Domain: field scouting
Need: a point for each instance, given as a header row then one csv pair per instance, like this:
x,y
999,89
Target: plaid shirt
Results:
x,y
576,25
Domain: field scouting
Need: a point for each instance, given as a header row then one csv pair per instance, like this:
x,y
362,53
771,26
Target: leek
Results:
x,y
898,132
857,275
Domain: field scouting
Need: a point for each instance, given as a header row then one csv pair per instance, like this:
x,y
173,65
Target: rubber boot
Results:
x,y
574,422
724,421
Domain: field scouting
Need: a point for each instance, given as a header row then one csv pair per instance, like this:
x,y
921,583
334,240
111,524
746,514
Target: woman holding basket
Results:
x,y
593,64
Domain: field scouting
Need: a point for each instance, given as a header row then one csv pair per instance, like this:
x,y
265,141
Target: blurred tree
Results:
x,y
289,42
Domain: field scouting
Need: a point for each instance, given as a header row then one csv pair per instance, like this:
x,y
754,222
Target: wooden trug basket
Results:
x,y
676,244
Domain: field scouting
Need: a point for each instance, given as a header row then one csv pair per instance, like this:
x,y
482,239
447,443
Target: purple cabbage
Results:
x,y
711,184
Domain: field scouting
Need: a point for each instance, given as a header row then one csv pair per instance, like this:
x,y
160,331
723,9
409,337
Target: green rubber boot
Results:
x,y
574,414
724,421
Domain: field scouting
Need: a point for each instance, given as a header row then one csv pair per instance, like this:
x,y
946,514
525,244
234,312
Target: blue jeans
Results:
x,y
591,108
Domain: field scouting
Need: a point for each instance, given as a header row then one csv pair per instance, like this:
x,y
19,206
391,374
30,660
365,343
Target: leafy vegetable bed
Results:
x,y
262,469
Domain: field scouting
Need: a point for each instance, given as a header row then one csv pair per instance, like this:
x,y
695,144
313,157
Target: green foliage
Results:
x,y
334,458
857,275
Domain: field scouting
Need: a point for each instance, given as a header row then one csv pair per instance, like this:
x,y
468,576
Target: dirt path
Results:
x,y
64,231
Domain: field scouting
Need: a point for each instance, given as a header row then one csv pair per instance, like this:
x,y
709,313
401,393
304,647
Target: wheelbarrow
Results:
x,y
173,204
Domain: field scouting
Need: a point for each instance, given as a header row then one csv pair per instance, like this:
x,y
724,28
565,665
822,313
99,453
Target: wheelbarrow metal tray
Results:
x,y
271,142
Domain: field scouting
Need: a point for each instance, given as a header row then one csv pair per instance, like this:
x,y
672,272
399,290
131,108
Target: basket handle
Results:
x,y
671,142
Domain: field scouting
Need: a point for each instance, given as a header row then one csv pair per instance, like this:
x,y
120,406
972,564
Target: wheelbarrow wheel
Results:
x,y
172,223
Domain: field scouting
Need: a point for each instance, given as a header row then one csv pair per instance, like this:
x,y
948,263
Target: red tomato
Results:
------------------------------------------------------------
Objective
Restate all of the entries above precisely.

Worked solution
Domain: field scouting
Need: a point for each instance, given as a header row then one csv pair per instance, like this:
x,y
999,89
Target: plaid shirt
Results:
x,y
576,25
Domain: field scouting
Need: a point for each instance, given as a header row then one csv pair per instance, like this:
x,y
362,53
771,26
Target: leek
Results:
x,y
898,132
857,275
Domain: field scouting
Need: a point for each instance, given as a header row then one csv pair per instance, like this:
x,y
173,65
Target: rubber boot
Results:
x,y
574,422
724,421
Domain: field scouting
Need: a point for each instance, given as a header row then one csv pair per instance, like this:
x,y
921,583
334,240
111,524
746,514
Target: woman holding basket
Results:
x,y
593,64
Domain: field scouting
Need: a point for each instance, given as a header row then one csv pair per instance, like this:
x,y
265,141
Target: blurred tree
Results:
x,y
289,42
Domain: field scouting
Need: a point for each instance, given as a header row then one csv pair per instance, like this:
x,y
754,222
Target: wooden trug basket
Results:
x,y
676,244
Domain: field scouting
Need: a point for each instance, given as a header row then one csv pair per instance, like this:
x,y
482,239
447,443
Target: purple cabbage
Results:
x,y
711,184
Domain: field scouting
Need: a point for each instance, given as a header row then one csv pair per instance, like this:
x,y
160,331
723,9
409,337
Target: green rubber boot
Results:
x,y
574,414
724,421
Domain: field scouting
Need: a point for each instance, given as a header row then one csv pair per instance, like this:
x,y
946,514
525,244
234,312
Target: blue jeans
Results:
x,y
591,108
Domain: field scouting
Need: a point for each instance, given as a header row then one csv pair per instance, like this:
x,y
19,206
391,374
30,660
365,343
Target: leafy vegetable bed
Results:
x,y
262,469
Domain: field scouting
Need: a point for each instance, given as a header row then one csv pair per instance, like this:
x,y
695,144
313,157
Target: green foliage
Results:
x,y
334,458
857,275
Domain: field scouting
Need: a point for each instance, given as a header row then one csv pair per instance, like this:
x,y
468,576
Target: dirt path
Results:
x,y
64,231
Domain: field scouting
Need: a point for each instance, given as a header row then one csv pair per instance, like this:
x,y
709,313
401,393
304,647
Target: wheelbarrow
Results:
x,y
173,204
Domain: field scouting
Need: a point for each instance, given as a header row then one csv pair per instance, like this:
x,y
724,28
565,665
822,313
99,453
Target: wheelbarrow metal tray
Results:
x,y
271,142
Domain: field scouting
Need: a point for each instance, given as a header row then one csv pair per instance, like this:
x,y
672,272
399,290
131,108
Target: basket handle
Results:
x,y
671,142
Domain: field scouting
Need: a point for each instance, given as a header row then one csv pair per instance, like this:
x,y
120,406
972,564
Target: wheelbarrow wheel
Results:
x,y
172,223
Domain: field scouting
Need: a point for each instance, given as a header row then one csv pair per instance, like this:
x,y
948,263
Target: red tomato
Results:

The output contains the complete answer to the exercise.